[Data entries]

----------------

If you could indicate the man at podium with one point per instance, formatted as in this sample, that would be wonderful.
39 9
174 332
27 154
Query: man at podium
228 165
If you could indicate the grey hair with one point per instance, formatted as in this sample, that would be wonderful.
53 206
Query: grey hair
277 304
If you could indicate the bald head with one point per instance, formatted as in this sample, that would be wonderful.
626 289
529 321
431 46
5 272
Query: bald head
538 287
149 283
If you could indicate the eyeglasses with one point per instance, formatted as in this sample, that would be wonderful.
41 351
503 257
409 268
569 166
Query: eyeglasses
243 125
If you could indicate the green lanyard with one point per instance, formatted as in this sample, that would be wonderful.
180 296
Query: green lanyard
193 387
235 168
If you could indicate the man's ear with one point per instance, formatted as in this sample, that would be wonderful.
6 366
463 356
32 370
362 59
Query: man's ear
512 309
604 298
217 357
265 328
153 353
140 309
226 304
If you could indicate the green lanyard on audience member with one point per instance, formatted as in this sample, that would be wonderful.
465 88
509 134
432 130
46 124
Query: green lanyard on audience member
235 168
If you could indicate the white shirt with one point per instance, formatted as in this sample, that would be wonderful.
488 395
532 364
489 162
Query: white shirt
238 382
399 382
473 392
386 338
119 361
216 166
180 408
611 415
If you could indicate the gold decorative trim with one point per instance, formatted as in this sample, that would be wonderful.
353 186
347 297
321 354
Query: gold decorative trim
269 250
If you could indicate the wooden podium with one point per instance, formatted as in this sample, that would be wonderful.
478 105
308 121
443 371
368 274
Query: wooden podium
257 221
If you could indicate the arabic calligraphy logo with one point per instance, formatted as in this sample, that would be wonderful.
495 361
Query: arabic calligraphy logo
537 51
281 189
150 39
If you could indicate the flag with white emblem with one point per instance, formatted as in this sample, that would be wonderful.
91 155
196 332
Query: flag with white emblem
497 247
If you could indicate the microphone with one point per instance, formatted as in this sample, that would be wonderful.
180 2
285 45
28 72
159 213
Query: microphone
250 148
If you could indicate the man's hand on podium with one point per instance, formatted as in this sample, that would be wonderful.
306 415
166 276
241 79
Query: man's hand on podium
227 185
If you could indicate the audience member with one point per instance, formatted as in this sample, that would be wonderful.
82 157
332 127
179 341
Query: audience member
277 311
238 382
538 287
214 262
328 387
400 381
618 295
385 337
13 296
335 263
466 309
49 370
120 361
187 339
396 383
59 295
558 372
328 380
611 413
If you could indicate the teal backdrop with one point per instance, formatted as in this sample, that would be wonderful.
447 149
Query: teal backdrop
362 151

----------------

Only the lines from the one containing "If you could indicate the man's hand" through the end of the entries above belong in the answer; repeat them exactly.

If you could indicate the man's hand on podium with one point per instance, formatted as in this sample, that would be wonderful.
306 415
166 276
241 79
Query: man's hand on podium
227 185
If you could indicate the audience member with one point per instance, formatted as in this sample, that would be wonderful.
82 157
332 127
179 341
Query: audience member
277 311
238 382
538 287
214 262
328 387
400 381
618 295
385 337
13 296
335 263
466 309
49 370
120 361
187 339
396 383
59 295
558 372
328 380
611 413
If you could indicate the teal backdrop with one point per instance, formatted as in this sample, that would be wonderful.
447 149
Query: teal backdrop
362 151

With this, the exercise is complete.